任务目标: 从下面这篇异常检测算法文章中一字不改地摘出一段：自“plt.figure()”起，一直到“这些数据很可能就是异常数据。”为止的全部文字。

异常检测的算法实现

前言

在这篇文章中，将会使用python实现异常检测算法检测服务器中的异常行为，我们将检测每一台服务器上吞吐量（mb/s）和延迟（ms）数据。在服务器运行过程中收集 $m=307$ 个样本，这些样本都是无标签的，假设这些样本中的大多数数据表示服务器的正常行为，而少数样本的数据是表示服务器的异常行为。

算法实现

数据可视化

首先，通过二维图像可视化显示这些数据集，并且通过这些数据拟合高斯分布，并且可以发现某一些数据出现的概率很低，因此可以认为这些数据是异常数据。

加载数据之后，通过二维可视化之后如下所示：

plt.ion()
data = scio.loadmat('ex8data1.mat')
X = data['X']
Xval = data['Xval']
yval = data['yval'].flatten()
plt.figure()
plt.scatter(X[:, 0], X[:, 1], c='b', marker='x', s=15, linewidth=1)
plt.axis([0, 30, 0, 30])
plt.xlabel('Latency (ms)')
plt.ylabel('Throughput (mb/s')

如下图所示

将数据集可视化显示之后，可以看到，大多数数据落点比较密集，个别数据的落点比较分散，而这些数据很可能就是异常数据。

高斯分布

给定数据集X，需要计算高斯分布的参数，即也就是均值 $\mu$ 和方差 $\sigma^2$ ，高斯分布参数的计算公式如下所示:
$\mu = \frac{1}{m}\sum_{i=1}^{m}x_i$ ， $\sigma^2 = \frac{1}{m}\sum_{i=1}^{m}(x_i-\mu)^2$

以上公式的代码实现如下所示：

def estimate_gaussian(X):
    # Useful variables
    m, n = X.shape
    mu = np.zeros(n)
    sigma2 = np.zeros(n)
    mu = np.mean(X,axis=0)
    sigma2 = np.var(X,axis=0)
    return mu, sigma2

代码中涉及到多元高斯模型，其计算公式如下所示：
$p(x;\mu,A) = \frac{1}{(2 \pi)^{\frac{n}{2}}|A|^{\frac{1}{2}}}exp(-\frac{1}{2}{(x-\mu)}^TA^{-1}(x- \mu))$
代码实现如下所示：

# 多维高斯分布

def multivariate_gaussian(X, mu, sigma2):
    k = mu.size
    if sigma2.ndim == 1 or (sigma2.ndim == 2 and (sigma2.shape[1] == 1 or sigma2.shape[0] == 1)):
        # 转换为对角矩阵
        sigma2 = np.diag(sigma2)

    x = X - mu
    p = (2 * np.pi) ** (-k / 2) * np.linalg.det(sigma2) ** (-0.5) * np.exp(-0.5*np.sum(np.dot(x, np.linalg.pinv(sigma2)) * x, axis=1))

    return p

对数据可视化显示并且以等高线形式显示，实现代码如下所示：

#拟合数据并可视化
def visualize_fit(X, mu, sigma2):
    #生成两个方阵，从0开始，到35.5 并且每一列递增速度为0.5
    grid = np.arange(0, 35.5, 0.5)

(检测数据集节选)
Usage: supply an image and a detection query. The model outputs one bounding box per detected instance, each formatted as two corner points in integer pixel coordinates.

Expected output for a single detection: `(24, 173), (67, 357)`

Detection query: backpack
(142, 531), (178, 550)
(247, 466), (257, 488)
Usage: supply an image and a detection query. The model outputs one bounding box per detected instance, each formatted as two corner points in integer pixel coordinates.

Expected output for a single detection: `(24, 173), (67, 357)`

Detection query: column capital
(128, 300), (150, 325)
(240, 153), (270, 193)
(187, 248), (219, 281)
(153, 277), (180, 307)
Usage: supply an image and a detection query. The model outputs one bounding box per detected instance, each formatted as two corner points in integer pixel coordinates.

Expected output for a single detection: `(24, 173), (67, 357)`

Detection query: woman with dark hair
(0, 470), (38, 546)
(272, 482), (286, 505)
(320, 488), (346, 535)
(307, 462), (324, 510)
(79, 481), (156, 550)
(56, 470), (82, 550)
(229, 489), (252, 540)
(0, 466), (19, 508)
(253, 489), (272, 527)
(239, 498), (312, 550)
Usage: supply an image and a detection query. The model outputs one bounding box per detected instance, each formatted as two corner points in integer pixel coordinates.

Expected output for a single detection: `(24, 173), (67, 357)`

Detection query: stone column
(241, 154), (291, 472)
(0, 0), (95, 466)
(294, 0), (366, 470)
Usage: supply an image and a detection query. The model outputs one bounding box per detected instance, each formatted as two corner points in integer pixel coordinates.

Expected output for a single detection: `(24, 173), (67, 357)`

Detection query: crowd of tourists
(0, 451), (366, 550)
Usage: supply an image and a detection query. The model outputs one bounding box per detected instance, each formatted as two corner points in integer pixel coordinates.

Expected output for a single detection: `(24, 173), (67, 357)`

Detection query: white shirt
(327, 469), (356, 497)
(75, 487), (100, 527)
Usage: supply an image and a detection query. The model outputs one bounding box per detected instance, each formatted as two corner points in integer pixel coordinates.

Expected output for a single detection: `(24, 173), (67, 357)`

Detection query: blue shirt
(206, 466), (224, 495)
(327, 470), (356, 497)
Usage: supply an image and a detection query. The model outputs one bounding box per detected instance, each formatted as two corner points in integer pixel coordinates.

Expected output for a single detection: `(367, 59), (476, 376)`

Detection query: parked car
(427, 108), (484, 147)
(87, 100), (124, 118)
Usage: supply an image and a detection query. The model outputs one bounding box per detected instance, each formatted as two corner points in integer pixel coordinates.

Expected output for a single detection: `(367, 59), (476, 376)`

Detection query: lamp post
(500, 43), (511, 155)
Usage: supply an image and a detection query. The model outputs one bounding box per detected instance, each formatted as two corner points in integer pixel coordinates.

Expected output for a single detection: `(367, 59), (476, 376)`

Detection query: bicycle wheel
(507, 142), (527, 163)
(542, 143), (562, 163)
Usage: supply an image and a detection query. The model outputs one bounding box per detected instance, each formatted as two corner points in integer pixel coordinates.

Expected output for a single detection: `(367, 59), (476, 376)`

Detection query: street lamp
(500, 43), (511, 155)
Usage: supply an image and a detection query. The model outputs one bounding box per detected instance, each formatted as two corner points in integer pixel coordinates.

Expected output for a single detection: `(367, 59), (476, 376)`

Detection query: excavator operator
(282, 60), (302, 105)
...
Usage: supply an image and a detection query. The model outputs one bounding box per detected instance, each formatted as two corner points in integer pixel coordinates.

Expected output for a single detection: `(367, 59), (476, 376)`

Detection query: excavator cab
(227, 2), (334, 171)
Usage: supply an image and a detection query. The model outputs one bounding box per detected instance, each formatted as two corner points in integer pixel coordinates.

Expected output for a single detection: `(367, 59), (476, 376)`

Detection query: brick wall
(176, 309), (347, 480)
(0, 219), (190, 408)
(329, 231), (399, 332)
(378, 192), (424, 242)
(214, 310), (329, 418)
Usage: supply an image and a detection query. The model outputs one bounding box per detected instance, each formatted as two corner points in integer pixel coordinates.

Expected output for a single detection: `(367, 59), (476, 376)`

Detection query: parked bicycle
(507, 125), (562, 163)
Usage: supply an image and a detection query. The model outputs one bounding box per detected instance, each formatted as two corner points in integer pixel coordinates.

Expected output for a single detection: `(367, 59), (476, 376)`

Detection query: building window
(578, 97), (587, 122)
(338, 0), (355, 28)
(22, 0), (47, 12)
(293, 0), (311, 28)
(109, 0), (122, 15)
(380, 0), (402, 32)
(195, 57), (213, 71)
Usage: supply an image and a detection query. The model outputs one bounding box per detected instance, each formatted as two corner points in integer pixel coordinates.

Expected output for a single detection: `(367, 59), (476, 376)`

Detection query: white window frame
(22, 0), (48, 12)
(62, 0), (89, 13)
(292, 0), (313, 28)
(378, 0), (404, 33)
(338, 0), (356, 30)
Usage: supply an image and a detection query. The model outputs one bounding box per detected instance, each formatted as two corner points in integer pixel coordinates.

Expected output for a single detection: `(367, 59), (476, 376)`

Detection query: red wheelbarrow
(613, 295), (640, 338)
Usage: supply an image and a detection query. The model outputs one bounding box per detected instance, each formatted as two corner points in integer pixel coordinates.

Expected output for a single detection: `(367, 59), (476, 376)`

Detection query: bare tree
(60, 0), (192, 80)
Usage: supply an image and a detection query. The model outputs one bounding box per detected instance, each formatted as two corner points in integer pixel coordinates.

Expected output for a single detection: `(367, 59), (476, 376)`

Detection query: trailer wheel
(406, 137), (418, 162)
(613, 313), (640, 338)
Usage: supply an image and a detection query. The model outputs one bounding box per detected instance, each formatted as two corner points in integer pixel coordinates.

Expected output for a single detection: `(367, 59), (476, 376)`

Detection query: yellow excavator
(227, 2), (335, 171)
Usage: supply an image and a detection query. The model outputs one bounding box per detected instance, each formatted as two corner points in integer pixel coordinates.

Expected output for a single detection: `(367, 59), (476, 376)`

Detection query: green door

预期输出:
plt.figure()
plt.scatter(X[:, 0], X[:, 1], c='b', marker='x', s=15, linewidth=1)
plt.axis([0, 30, 0, 30])
plt.xlabel('Latency (ms)')
plt.ylabel('Throughput (mb/s')

如下图所示

将数据集可视化显示之后，可以看到，大多数数据落点比较密集，个别数据的落点比较分散，而这些数据很可能就是异常数据。